>> START Material shown

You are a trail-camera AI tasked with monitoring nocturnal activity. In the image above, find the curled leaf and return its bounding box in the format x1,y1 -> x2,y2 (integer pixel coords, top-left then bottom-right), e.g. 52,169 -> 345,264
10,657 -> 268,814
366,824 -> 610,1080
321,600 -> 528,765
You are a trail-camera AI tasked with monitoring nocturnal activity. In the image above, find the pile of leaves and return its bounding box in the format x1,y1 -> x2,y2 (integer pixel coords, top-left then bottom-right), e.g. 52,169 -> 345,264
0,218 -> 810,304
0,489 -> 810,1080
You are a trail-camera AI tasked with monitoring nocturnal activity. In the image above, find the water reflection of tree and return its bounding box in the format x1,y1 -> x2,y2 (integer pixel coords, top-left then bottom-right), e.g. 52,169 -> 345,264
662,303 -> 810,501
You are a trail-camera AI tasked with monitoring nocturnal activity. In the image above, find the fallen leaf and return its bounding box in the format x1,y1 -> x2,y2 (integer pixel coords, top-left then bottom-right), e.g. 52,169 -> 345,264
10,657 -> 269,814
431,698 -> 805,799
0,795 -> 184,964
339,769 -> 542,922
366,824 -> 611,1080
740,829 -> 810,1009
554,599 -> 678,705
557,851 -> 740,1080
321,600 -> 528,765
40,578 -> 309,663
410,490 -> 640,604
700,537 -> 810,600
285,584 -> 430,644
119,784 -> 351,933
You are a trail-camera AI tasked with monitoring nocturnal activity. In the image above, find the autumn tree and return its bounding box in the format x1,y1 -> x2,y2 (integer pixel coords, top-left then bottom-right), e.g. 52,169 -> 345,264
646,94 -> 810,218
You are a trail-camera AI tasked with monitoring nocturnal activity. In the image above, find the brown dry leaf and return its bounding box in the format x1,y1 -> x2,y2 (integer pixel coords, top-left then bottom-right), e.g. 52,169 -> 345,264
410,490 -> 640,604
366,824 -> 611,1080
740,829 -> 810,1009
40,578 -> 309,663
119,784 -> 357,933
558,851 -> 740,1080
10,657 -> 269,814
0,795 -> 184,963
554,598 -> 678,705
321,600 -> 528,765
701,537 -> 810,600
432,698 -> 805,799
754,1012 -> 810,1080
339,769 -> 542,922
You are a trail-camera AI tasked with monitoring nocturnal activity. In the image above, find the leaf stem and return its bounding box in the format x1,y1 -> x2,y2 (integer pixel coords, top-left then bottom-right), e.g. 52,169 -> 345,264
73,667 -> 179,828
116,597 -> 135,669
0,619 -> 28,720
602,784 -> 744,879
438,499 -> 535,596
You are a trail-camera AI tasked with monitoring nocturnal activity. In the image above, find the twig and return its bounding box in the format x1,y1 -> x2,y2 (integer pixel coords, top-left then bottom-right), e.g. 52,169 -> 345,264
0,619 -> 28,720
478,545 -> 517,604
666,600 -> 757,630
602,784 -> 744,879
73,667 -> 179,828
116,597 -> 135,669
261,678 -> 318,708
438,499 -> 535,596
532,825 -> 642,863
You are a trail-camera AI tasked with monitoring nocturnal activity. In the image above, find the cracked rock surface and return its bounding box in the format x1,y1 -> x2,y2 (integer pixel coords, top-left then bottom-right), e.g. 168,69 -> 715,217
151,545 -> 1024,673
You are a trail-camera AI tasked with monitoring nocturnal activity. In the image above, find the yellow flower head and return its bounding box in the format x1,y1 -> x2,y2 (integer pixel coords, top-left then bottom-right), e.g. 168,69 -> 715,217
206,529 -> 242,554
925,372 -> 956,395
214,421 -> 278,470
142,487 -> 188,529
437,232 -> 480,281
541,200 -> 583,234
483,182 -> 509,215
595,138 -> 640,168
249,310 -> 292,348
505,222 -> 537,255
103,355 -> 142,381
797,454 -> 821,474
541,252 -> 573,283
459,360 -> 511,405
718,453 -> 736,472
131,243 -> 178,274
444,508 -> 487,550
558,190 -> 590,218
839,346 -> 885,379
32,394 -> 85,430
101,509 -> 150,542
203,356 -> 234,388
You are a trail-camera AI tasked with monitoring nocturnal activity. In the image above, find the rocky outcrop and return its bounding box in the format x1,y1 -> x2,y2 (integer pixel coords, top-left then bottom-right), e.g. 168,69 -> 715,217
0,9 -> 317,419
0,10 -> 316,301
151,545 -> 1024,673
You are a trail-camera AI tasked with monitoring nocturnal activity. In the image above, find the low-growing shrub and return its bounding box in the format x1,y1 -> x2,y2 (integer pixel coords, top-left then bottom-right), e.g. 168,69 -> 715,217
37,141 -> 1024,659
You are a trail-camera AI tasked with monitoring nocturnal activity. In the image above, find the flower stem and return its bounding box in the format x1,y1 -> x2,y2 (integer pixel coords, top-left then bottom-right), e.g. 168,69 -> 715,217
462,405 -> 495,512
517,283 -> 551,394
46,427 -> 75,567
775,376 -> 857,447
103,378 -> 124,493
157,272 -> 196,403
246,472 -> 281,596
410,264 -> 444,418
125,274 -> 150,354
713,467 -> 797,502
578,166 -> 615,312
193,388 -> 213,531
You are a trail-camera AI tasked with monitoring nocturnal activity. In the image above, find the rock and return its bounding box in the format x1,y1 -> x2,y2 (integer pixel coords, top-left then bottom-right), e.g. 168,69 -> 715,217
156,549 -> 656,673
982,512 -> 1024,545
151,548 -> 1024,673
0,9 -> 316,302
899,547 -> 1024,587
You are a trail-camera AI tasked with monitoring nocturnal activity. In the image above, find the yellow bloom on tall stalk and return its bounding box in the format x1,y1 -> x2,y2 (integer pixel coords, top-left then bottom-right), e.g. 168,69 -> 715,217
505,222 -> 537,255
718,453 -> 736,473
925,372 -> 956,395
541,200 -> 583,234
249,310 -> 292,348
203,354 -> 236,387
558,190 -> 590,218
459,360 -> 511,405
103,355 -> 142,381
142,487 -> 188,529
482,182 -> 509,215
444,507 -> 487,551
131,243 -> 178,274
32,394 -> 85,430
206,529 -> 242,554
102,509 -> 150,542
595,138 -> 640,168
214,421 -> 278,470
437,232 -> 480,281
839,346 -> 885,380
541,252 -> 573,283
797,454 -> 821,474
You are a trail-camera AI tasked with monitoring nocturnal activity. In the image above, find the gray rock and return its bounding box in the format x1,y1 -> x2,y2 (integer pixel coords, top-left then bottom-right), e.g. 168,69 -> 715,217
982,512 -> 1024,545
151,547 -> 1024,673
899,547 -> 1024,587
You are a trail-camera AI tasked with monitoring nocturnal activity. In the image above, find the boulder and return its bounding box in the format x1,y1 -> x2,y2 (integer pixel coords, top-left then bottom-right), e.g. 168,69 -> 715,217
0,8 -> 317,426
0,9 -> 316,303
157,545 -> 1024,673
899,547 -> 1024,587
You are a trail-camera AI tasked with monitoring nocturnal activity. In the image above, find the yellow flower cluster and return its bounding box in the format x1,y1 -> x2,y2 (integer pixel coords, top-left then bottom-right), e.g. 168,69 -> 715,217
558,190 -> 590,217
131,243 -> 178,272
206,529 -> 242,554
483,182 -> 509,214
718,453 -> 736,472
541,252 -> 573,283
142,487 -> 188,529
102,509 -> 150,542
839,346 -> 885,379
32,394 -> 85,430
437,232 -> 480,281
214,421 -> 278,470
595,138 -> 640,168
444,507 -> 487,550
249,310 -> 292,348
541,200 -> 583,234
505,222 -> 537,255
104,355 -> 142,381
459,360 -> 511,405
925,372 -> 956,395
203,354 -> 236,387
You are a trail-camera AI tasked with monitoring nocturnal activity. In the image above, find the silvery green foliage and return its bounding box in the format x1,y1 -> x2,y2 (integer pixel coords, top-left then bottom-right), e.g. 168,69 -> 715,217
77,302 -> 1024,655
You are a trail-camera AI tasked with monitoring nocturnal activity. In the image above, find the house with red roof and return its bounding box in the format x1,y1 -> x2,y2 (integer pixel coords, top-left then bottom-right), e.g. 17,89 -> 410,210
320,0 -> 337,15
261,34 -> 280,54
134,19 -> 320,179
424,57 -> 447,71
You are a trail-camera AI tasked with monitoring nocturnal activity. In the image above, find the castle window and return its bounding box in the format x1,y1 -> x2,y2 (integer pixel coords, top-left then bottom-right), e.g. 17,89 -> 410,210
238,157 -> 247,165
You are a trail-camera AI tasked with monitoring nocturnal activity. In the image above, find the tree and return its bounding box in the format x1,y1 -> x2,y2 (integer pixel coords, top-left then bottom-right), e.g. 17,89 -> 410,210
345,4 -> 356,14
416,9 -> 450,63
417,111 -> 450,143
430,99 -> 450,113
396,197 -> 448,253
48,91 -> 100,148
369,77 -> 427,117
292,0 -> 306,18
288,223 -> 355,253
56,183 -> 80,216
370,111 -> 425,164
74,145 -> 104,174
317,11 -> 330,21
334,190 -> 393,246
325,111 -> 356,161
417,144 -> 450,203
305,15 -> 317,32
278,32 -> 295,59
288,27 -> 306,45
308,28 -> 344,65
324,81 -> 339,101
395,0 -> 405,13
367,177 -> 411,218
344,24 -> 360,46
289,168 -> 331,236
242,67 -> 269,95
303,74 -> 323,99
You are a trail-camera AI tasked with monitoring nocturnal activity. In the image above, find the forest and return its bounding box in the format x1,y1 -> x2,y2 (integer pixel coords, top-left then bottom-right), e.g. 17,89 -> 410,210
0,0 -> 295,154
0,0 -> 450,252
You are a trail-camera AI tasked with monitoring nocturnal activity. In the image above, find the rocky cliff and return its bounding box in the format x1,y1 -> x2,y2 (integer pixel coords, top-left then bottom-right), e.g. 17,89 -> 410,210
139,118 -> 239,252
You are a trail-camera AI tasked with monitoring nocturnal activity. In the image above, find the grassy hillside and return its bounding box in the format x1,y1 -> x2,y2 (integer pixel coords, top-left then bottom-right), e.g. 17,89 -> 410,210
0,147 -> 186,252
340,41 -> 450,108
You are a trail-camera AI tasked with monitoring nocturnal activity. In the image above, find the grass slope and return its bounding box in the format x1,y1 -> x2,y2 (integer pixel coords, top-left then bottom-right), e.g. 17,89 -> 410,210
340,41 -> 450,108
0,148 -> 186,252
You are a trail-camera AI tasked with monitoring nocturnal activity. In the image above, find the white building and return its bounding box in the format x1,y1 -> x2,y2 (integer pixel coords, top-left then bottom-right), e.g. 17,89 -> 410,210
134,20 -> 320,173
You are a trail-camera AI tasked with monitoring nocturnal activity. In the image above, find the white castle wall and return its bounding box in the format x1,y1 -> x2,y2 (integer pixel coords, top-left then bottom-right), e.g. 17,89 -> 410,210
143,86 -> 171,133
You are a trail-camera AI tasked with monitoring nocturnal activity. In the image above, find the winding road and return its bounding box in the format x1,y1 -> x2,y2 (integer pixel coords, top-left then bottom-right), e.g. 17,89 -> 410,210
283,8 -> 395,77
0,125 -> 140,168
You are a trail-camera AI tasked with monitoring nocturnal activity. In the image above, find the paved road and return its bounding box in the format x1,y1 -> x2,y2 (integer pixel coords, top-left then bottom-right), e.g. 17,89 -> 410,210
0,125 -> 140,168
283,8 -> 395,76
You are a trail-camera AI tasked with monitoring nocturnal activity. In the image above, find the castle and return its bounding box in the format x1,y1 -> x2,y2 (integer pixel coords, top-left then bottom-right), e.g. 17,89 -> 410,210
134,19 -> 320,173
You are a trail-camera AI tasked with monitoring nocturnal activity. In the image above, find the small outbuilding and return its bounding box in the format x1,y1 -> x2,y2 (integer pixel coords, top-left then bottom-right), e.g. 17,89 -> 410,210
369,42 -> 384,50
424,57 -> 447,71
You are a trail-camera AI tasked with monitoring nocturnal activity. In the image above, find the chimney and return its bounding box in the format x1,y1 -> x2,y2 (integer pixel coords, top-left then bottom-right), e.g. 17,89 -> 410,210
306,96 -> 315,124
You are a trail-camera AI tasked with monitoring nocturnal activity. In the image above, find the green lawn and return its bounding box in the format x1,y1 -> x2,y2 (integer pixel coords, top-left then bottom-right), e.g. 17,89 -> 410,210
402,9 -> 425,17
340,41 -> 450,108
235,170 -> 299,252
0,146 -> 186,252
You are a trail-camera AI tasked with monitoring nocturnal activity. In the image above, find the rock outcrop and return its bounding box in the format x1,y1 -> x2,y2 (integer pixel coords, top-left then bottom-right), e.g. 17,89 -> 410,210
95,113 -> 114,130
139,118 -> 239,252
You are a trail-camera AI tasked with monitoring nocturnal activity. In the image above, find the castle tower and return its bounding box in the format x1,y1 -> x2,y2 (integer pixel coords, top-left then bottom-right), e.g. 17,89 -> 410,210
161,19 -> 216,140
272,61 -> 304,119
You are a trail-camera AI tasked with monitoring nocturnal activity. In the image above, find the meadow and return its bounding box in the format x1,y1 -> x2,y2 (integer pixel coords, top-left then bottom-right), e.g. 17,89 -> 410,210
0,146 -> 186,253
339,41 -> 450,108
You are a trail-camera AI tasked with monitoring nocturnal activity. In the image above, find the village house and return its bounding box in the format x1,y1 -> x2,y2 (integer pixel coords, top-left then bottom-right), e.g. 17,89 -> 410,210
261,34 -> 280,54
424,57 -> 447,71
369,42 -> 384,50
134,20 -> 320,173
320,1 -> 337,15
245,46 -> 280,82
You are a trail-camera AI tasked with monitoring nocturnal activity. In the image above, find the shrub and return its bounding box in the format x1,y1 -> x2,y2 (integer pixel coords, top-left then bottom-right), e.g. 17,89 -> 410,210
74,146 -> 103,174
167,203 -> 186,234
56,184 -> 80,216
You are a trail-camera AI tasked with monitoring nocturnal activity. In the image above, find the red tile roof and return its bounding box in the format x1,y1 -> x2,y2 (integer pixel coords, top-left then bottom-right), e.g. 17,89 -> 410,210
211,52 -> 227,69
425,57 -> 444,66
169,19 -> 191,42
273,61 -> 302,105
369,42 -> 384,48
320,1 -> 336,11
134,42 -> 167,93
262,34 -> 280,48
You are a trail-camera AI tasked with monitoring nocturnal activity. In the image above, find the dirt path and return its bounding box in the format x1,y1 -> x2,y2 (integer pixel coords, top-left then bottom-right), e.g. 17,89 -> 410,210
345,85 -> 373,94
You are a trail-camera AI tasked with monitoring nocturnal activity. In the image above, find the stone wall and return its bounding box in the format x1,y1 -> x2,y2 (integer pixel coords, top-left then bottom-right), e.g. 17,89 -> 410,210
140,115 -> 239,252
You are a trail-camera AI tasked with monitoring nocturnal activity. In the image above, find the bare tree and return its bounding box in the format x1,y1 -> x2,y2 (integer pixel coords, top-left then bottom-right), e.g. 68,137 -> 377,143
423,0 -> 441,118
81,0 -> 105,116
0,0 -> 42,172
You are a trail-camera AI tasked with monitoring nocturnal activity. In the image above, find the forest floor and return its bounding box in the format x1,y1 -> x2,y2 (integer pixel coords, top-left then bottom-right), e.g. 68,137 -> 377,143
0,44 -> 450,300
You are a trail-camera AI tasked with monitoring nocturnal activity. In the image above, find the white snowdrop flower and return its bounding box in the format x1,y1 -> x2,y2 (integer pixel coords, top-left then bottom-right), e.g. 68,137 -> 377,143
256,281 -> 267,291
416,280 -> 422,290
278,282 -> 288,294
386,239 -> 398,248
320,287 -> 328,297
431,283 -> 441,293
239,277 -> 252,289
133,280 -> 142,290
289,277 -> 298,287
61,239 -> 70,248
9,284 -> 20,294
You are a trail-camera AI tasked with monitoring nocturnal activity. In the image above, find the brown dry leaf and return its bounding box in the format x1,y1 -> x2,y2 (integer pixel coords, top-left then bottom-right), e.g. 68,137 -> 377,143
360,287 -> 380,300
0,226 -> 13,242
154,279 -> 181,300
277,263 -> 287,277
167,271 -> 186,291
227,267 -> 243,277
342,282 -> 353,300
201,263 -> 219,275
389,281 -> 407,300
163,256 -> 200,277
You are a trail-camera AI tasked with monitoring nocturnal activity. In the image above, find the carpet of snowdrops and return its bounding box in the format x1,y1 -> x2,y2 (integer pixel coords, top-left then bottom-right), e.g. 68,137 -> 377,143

>> END Material shown

- The request: From the items above, copy out every line that contains the string "tree", treating uppercase and lowercase as distinct.

- Full solution:
You are a trail-camera AI tasked with monitoring nocturnal activity. In the image above, find the water reflection of tree and return its bounding box in the format x1,y1 -> x2,y2 (integer pixel coords, top-left then bottom-right), e.g. 52,169 -> 345,264
You are a trail-camera AI tasked with monitoring nocturnal activity. In the image above, find the autumn tree and return its bounding box in the format x1,y1 -> x2,y2 (integer pixel coords, top-left then bottom-right), e.g. 52,169 -> 345,264
You are a trail-camera AI tasked with monitoring nocturnal activity. In the image above, find the tree and return its bounding box in the format x1,y1 -> x2,y2 (integer pixel coords, top-left then bottom-right), e.g. 17,89 -> 410,210
You are a trail-camera AI tasked with monitoring nocturnal activity. In the image above, find the bare tree and return its bounding box in the format x1,y1 -> x2,y2 (integer pixel coords, top-left then bottom-right), e.g. 68,137 -> 377,143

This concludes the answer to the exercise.